§ PASSAGE CITÉ
+ + + + +
J'ai vu des grosses machines en panne avec des inspecteurs qui s'arrachaient les cheveux. J'ai vu des programmeurs fumeurs de pétards qui tricotaient dans leur code en se mélangeant les pinceaux. J'en vu des petits et des gros "Reset", des écrans bleus dans mes nuits noires, des disques sans âme, des imprimantes sans encre et des bidules sans batterie. J'ai vu des logiciels imploser, des ordinateurs fumer, des touches de clavier jouer à saute-mouton. J'ai vu des câbles et des fils, et des fils et des câbles, partout, tout le temps, s'embrouiller, se mêler comme à plaisir, imbriqués, plat de nouilles immangeables. Et jamais le bon sous la main. Plus vous avez de bidules, plus vous avez de câbles et moins vous avez de chance de trouver celui qu'il vous faut au moment où il le faut. C'est l'une des règles de la techno-chienlit.
+ + + + +
§ OBJECTIFS
1. À quoi le passage sur les pannes informatiques compare-t-il l'enchevêtrement des câbles et des fils ?
2. Poursuivez le passage sur les pannes informatiques en reprenant juste après sa dernière phrase.
Les enregistrements n'ont aucun rôle ici.
+ + + + +
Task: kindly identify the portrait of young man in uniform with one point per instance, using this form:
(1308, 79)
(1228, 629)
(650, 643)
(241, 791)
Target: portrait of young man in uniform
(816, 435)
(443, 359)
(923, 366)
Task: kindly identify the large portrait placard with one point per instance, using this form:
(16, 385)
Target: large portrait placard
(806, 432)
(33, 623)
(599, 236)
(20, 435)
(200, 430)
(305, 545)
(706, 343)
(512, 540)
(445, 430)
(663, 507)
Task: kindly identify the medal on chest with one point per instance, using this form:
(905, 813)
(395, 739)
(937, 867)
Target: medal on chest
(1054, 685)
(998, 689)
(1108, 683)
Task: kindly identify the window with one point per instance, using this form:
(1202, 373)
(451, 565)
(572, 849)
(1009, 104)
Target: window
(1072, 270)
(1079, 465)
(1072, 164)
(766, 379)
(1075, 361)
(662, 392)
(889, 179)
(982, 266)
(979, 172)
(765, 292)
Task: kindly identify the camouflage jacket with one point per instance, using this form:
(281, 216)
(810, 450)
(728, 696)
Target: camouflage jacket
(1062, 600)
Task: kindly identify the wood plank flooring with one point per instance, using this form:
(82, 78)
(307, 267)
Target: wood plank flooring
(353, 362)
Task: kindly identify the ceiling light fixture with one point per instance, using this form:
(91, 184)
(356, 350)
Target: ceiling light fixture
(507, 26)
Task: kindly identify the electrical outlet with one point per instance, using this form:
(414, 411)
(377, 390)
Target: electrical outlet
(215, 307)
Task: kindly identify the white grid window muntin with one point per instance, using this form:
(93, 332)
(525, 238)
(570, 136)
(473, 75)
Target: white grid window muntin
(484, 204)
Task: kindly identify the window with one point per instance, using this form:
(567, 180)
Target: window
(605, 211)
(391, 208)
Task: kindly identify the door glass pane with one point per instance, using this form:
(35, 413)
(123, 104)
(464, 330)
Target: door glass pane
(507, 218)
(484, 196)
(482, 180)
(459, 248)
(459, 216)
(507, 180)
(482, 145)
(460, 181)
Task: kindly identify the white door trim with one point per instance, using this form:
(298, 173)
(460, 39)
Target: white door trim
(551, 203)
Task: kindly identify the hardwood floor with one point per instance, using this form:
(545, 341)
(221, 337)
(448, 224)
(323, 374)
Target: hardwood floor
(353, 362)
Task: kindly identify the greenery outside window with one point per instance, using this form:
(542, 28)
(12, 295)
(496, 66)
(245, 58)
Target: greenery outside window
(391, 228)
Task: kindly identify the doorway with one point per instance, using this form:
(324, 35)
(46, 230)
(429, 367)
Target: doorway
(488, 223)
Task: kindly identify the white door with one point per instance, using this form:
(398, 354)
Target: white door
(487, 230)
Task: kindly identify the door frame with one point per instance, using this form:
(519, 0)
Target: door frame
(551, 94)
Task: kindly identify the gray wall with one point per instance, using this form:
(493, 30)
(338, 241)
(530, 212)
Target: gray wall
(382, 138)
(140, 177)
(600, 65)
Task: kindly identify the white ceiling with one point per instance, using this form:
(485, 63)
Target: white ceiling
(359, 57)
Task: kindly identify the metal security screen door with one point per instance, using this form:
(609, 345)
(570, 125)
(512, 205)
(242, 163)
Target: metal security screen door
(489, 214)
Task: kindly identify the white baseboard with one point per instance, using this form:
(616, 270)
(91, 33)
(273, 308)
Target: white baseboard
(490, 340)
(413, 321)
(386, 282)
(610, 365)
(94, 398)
+ + + + +
§ RÉSULTATS DE L'EXERCICE
1. À un plat de nouilles immangeables.

2.
Je me croyais envoûté, atteint d'un mauvais sort et je finissais par trouver normal que mon téléphone sonne exclusivement lorsque j'étais aux toilettes, que ma batterie s'arrête lorsque j'allume mon PC, que l'ADSL coupe qu'au milieu du téléchargement, que la synchronisation efface toutes mes données au lieu de les compléter…


Idem en voiture: il était normal que mon démarreur électronique ne démarre pas, que le turbo s'arrête en pleine autoroute, que je reste enfermé en-dehors de ma voiture (c'est-à-dire avec les clés à l'intérieur et les portes condamnées).


Idem à la maison: il était normal que le lecteur de CD de ma chaîne hi-fi ne lise plus rien que le silence infini, que mon écran de télé soit à moitié brûlé de taches bizarres, que le micro-ondes fasse sauter mon internet wifi.


Et cet écran d'ordinateur, ce foutu écran, barré d'erreurs 404, de pages introuvables, combien d'heures y ai-je passé à fouiller ce qu'il pouvait avoir en tête, charcutant les atomes et les bits, pestant comme un damné!...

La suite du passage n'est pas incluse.